### Task goal:
State how many of the lines below contain the string "cone", treating uppercase and lowercase as different, and give only that number.

### Data provided:

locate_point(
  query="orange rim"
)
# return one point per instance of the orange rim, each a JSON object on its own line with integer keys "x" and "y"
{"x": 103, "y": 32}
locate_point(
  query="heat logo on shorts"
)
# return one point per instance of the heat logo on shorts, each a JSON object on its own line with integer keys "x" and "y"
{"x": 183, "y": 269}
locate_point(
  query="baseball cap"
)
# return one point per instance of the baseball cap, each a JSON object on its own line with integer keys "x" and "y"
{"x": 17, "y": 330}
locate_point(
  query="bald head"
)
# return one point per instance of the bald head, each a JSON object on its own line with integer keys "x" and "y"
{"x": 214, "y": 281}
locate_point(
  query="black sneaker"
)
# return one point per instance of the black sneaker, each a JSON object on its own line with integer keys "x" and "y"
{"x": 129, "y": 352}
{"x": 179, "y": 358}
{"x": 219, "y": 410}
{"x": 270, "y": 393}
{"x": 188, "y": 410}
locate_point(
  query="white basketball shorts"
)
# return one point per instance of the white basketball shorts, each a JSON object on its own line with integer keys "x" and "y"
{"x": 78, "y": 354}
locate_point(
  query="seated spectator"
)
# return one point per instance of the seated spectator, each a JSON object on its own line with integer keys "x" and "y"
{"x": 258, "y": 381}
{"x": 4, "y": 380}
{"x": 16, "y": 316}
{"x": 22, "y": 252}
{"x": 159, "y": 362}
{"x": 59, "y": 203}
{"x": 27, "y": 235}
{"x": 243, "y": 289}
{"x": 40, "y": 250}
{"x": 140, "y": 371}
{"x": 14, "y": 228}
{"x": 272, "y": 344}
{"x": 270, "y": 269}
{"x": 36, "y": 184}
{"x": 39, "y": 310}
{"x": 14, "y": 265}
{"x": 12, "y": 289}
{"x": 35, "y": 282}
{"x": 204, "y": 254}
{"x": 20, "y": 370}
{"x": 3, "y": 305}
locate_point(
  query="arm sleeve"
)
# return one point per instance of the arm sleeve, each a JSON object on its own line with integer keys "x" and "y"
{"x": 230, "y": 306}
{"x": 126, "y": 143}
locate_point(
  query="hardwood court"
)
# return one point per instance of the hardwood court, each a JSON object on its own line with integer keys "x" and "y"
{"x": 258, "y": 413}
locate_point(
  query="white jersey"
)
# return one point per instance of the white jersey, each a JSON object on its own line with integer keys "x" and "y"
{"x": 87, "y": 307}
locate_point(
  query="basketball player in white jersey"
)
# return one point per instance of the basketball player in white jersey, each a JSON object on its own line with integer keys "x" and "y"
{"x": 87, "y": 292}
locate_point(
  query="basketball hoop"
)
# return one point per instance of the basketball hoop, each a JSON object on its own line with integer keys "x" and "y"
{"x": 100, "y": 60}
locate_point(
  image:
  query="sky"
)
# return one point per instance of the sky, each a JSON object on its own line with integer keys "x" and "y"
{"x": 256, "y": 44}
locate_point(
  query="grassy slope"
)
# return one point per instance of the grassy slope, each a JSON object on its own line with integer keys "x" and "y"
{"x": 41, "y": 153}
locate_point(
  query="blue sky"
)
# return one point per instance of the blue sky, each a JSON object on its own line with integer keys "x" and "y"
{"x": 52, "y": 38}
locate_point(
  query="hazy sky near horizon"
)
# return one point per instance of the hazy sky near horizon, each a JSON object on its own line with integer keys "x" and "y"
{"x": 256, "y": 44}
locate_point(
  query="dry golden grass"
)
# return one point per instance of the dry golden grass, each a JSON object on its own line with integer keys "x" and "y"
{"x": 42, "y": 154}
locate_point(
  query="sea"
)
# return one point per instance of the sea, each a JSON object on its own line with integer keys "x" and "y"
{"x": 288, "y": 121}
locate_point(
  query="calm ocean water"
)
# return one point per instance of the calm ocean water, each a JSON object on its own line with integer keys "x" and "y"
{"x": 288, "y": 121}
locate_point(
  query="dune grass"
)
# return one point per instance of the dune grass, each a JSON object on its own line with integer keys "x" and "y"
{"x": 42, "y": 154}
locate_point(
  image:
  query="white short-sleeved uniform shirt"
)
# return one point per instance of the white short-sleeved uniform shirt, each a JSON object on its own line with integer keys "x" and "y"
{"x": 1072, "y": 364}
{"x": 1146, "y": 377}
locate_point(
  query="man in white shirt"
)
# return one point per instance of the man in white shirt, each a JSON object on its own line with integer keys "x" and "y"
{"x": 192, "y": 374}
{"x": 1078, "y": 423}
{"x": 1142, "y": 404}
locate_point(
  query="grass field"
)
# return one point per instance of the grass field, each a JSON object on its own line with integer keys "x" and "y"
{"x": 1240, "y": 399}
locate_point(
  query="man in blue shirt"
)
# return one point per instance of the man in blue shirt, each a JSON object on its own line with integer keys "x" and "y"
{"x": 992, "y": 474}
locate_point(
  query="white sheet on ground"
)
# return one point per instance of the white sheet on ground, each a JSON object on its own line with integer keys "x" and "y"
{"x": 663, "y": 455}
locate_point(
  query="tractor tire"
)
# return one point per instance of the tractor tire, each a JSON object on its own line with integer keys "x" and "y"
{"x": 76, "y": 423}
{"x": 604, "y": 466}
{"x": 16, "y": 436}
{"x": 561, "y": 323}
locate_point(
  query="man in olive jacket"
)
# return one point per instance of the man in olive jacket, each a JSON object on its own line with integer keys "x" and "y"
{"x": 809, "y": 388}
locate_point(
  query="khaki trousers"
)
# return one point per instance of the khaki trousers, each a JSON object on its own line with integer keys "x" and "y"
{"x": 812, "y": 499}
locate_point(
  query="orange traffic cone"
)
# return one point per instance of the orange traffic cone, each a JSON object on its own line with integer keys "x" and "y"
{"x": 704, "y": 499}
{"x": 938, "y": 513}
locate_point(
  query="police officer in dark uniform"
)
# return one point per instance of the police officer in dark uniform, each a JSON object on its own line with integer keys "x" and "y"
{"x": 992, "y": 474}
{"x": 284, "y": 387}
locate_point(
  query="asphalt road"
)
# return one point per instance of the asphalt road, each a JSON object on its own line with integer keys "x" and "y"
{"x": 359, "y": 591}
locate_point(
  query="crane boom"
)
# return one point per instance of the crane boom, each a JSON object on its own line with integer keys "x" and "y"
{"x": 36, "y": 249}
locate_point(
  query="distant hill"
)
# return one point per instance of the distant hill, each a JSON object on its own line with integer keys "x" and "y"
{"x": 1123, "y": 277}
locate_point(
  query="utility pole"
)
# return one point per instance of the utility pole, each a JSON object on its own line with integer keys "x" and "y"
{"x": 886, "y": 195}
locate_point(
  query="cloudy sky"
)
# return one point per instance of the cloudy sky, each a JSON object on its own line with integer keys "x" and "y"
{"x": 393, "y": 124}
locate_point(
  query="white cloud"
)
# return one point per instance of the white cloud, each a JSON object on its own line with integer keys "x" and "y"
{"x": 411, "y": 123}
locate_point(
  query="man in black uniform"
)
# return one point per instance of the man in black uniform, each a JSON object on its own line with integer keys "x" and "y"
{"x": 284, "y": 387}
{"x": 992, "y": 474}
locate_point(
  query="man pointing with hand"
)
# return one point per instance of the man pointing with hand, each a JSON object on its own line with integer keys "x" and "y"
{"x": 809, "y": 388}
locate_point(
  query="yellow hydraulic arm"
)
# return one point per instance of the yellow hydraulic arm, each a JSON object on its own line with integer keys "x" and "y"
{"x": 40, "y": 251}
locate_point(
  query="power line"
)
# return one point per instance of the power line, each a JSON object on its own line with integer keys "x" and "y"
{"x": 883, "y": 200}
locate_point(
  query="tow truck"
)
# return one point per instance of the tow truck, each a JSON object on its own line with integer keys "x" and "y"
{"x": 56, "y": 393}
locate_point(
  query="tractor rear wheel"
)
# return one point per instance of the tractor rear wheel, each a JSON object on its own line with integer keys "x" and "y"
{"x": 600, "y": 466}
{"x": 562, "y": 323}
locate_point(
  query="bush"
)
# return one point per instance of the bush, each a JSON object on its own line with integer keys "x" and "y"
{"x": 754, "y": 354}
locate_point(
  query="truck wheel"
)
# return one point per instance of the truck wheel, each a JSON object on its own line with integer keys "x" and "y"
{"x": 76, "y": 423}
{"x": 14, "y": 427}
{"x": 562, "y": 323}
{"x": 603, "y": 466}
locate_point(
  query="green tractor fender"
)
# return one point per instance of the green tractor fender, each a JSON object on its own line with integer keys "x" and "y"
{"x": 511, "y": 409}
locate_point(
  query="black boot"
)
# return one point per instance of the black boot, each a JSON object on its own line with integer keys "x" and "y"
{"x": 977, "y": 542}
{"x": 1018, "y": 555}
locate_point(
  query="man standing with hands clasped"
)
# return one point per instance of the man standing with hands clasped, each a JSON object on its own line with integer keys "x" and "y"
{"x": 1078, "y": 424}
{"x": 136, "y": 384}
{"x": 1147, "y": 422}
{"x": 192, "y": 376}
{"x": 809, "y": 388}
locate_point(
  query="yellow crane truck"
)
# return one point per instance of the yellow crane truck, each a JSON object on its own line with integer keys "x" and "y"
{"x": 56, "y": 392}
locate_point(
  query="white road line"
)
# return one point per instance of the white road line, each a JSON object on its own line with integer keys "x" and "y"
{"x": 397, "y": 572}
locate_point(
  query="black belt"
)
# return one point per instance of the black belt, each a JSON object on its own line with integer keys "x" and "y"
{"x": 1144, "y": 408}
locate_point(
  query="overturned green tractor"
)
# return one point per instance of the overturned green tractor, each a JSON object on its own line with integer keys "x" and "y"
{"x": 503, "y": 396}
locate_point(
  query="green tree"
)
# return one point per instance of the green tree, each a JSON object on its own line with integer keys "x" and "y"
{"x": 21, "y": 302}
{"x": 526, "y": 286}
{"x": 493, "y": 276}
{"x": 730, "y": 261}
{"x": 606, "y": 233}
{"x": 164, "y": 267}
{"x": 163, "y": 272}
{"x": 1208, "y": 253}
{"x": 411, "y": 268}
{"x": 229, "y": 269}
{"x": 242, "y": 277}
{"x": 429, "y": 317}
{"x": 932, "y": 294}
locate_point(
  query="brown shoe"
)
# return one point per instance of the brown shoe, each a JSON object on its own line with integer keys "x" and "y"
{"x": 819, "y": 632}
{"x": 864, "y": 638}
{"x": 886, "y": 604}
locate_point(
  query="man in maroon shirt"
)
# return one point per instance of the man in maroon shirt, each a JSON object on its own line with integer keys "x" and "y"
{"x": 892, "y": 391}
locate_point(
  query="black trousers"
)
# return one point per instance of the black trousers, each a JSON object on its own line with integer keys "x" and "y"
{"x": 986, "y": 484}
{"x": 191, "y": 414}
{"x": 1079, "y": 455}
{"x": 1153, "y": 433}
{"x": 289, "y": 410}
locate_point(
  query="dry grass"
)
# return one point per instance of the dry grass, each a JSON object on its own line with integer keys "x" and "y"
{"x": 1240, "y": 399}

### Output of the exercise:
2